- [Instructions to follow] Output exactly the lines that run from the top of the entries to the line holding "target | turf mowing stripe", including both of those lines.

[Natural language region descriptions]

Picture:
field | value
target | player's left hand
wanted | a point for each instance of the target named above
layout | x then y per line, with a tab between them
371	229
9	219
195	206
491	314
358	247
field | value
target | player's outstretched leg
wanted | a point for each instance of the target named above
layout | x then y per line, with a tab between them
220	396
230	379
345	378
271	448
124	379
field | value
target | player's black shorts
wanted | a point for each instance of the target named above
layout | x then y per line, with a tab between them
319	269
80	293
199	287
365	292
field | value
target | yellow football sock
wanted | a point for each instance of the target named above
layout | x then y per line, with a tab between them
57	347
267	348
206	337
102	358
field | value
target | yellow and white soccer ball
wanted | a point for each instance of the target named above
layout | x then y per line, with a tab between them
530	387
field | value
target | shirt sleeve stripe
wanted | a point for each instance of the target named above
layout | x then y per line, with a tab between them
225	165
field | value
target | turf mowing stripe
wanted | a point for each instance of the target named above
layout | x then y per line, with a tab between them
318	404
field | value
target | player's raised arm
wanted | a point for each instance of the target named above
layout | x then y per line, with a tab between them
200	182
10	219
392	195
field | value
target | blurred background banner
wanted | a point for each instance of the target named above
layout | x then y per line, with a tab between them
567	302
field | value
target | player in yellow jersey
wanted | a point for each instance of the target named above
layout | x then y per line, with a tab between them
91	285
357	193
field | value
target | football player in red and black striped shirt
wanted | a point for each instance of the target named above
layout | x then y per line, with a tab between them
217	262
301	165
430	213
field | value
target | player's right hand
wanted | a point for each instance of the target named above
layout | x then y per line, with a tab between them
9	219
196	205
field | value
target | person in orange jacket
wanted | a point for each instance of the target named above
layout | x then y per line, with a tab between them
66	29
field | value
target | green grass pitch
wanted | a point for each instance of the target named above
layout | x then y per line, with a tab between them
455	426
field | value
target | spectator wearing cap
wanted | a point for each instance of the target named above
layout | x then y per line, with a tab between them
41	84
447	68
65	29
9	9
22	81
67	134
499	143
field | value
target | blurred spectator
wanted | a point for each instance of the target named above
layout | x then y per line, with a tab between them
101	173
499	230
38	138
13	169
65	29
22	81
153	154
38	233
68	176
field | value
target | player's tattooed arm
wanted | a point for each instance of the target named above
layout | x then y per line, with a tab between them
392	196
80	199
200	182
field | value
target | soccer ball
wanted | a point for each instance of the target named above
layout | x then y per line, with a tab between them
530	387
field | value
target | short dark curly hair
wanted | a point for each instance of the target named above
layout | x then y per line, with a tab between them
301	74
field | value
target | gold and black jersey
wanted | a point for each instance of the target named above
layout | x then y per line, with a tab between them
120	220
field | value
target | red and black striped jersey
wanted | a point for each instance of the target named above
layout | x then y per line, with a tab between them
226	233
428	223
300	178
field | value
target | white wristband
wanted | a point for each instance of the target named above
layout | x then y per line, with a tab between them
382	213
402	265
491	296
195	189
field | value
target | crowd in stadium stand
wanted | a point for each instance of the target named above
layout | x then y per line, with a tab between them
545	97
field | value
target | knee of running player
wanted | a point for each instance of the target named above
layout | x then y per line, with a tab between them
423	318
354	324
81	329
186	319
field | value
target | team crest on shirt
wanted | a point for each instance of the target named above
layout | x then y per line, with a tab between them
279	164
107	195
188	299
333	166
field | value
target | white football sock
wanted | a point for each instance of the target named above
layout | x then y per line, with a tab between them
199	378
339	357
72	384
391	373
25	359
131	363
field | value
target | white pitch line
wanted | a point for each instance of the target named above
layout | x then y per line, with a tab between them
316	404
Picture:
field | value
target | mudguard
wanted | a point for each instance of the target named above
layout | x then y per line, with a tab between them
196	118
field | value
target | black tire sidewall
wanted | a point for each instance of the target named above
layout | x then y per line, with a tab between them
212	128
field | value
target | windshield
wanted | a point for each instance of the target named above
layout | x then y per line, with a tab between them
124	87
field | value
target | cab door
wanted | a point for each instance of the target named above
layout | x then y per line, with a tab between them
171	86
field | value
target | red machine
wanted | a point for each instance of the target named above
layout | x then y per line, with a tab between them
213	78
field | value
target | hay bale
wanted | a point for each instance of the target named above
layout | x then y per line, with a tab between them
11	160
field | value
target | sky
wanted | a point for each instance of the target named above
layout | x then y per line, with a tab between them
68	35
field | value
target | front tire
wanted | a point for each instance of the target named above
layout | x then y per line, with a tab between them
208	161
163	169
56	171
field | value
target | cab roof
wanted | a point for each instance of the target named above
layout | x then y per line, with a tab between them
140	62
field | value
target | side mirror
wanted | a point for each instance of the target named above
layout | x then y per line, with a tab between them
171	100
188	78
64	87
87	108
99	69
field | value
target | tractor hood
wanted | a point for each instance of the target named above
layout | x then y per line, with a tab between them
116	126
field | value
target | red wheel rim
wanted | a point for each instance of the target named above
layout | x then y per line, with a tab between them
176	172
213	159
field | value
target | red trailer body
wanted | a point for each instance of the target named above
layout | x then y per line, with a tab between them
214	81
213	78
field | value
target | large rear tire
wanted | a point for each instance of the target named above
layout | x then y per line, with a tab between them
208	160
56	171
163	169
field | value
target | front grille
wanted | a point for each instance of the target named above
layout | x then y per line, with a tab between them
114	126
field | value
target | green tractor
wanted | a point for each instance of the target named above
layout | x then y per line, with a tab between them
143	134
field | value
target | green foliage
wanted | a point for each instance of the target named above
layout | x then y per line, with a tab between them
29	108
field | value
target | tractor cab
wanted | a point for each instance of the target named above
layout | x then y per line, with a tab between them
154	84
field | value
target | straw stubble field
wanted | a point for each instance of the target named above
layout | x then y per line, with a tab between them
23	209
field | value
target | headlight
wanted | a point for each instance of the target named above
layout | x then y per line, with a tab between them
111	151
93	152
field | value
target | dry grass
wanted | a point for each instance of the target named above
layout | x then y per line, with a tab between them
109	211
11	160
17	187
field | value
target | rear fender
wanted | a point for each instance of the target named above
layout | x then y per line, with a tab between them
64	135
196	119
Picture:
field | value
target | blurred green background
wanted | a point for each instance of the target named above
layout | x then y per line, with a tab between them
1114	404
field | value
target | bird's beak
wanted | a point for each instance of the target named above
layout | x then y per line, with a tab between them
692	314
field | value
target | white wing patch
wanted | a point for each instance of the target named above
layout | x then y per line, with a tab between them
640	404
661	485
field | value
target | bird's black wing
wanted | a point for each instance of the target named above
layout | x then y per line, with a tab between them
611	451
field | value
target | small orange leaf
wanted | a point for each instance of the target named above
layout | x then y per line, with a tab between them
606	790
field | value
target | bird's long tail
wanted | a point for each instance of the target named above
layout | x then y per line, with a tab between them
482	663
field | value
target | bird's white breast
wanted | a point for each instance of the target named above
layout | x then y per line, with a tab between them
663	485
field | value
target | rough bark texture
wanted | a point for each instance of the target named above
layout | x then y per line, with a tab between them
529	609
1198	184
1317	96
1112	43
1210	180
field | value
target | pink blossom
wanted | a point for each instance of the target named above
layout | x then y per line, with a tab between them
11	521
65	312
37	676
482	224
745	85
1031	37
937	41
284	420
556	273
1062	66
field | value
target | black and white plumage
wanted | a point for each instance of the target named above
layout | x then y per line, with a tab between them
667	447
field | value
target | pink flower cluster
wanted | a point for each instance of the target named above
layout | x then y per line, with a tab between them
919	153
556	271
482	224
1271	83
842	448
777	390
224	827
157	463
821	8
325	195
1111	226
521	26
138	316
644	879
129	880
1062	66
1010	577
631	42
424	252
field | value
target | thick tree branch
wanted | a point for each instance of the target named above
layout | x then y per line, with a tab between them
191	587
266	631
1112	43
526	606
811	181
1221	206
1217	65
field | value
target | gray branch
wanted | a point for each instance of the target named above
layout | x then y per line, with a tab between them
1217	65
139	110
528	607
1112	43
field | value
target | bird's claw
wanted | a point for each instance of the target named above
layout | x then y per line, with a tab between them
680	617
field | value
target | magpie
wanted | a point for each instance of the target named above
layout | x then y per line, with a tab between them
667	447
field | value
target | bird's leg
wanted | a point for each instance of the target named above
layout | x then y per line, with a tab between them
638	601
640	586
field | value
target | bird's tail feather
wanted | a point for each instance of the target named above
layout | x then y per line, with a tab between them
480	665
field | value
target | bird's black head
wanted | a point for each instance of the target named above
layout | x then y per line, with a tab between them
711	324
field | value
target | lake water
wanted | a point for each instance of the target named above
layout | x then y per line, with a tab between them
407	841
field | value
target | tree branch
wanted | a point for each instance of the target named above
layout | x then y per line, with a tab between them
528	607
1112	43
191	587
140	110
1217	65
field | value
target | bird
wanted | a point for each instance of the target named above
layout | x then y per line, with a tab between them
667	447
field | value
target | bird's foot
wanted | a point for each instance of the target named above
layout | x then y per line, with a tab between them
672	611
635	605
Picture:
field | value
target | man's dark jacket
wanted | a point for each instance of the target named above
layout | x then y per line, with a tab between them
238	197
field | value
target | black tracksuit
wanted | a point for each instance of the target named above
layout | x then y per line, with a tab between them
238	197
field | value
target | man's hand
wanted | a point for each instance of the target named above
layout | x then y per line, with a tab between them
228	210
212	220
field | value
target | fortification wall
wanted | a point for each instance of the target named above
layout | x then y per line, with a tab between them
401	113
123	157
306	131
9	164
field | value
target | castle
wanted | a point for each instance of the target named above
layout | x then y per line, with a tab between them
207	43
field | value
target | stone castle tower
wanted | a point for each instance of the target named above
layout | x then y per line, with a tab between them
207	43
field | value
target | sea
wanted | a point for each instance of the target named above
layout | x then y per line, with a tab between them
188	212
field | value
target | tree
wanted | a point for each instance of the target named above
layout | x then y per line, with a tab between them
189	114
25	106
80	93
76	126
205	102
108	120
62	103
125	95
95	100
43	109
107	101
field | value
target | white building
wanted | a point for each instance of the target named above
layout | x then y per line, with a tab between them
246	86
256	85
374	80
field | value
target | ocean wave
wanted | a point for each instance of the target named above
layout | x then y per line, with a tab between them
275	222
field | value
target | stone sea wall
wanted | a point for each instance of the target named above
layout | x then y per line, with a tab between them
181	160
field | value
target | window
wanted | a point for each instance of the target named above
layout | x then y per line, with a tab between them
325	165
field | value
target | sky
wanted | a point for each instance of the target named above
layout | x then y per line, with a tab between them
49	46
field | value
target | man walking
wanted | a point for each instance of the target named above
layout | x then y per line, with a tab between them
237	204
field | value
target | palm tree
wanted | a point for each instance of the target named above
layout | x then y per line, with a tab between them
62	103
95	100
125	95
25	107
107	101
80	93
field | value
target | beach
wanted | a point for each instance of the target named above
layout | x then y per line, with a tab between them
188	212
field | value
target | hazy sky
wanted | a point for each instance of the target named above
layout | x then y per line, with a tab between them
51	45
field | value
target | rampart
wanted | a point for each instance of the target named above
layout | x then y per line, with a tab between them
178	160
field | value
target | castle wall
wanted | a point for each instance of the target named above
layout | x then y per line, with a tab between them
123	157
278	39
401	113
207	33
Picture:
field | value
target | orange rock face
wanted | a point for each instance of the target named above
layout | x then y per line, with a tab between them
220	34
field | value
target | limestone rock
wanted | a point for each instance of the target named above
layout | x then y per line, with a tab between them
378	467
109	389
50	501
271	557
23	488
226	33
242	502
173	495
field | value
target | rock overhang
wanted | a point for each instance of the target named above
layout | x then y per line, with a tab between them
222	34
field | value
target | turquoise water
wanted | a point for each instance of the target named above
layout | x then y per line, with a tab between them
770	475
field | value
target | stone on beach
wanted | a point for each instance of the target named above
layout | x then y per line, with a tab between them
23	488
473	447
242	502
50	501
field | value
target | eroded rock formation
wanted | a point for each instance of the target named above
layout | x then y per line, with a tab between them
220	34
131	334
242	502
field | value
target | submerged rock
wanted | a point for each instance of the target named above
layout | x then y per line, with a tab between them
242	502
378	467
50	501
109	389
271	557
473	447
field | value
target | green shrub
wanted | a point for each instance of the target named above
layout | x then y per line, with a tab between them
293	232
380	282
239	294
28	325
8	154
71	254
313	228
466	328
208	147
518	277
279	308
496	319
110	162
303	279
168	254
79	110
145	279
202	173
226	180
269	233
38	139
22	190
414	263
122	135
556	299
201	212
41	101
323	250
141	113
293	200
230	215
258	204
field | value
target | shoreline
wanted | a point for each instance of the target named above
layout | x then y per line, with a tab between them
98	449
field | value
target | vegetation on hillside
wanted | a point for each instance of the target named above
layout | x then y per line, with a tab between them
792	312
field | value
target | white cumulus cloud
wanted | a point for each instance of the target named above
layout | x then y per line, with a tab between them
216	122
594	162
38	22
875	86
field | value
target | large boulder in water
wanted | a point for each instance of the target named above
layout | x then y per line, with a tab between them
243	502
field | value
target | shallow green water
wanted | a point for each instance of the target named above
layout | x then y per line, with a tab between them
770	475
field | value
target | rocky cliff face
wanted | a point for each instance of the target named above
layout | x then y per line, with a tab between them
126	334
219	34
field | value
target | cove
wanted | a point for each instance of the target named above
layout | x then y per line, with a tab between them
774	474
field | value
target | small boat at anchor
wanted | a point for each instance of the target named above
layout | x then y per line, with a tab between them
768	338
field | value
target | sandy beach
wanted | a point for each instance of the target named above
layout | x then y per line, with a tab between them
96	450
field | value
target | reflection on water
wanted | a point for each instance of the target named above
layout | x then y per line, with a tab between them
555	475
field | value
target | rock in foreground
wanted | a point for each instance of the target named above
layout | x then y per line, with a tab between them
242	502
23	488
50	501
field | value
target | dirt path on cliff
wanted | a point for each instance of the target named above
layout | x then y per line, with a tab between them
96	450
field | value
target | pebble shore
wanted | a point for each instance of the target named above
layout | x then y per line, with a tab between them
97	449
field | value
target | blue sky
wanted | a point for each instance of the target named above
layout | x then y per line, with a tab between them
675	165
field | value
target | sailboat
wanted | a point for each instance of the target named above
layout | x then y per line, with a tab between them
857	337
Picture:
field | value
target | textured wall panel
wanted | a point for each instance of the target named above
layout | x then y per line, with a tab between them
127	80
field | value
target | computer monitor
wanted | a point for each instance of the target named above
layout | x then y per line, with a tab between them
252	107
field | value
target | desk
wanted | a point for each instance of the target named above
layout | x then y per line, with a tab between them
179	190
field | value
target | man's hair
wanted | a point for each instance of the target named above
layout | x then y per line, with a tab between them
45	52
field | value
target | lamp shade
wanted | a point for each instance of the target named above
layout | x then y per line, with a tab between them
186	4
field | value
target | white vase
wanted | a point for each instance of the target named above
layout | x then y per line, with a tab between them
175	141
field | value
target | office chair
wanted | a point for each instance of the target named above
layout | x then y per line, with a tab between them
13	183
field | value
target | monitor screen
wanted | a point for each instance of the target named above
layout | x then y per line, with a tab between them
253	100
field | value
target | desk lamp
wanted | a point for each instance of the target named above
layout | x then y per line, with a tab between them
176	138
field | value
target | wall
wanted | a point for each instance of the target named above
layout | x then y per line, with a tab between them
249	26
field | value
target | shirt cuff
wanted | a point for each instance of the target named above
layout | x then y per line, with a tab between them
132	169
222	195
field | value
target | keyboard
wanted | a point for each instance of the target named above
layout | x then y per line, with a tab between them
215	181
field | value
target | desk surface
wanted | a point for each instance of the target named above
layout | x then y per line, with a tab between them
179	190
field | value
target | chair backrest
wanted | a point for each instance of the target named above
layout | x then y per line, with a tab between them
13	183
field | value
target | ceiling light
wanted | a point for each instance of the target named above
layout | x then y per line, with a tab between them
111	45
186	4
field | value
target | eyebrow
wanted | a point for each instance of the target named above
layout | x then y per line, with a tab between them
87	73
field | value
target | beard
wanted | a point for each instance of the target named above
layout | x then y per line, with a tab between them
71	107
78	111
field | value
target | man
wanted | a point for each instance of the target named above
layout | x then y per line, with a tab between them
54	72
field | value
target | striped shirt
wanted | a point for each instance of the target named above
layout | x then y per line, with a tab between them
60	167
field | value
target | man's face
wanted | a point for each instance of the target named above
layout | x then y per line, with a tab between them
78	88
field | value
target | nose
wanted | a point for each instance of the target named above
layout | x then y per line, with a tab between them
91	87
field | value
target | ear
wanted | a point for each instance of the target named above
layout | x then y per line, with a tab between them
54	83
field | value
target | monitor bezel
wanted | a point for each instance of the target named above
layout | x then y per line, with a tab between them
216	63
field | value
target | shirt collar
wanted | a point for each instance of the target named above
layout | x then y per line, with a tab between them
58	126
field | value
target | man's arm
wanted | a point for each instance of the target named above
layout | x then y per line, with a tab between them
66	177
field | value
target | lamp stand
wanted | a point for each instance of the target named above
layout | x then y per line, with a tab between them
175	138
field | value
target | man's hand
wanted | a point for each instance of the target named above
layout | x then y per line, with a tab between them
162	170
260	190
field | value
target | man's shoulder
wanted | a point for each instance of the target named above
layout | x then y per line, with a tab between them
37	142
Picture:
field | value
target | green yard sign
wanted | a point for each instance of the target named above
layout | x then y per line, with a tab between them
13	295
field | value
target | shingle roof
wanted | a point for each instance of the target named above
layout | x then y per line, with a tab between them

- [Finished exercise]
Picture:
field | value
target | player's left hand
wanted | a point for each instance of the target named above
layout | x then y per line, with a tab between them
371	229
9	219
195	206
491	314
358	247
field | value
target | player's outstretched leg
wanted | a point for each instance of the target named above
layout | x then y per line, with a tab between them
220	396
230	379
345	378
271	448
124	379
field | value
target | player's black shorts
wanted | a point for each instance of the target named above
layout | x then y per line, with a tab between them
319	269
80	293
199	287
365	292
field | value
target | yellow football sock
wanted | a point for each instance of the target named above
layout | x then y per line, with a tab between them
57	347
267	348
206	337
102	358
field | value
target | yellow and white soccer ball
wanted | a point for each instance of the target named above
layout | x then y per line, with a tab between them
530	387
field | value
target | shirt sleeve stripe
wanted | a point for each instance of the target named above
layout | x then y per line, with a tab between them
225	165
field | value
target | turf mowing stripe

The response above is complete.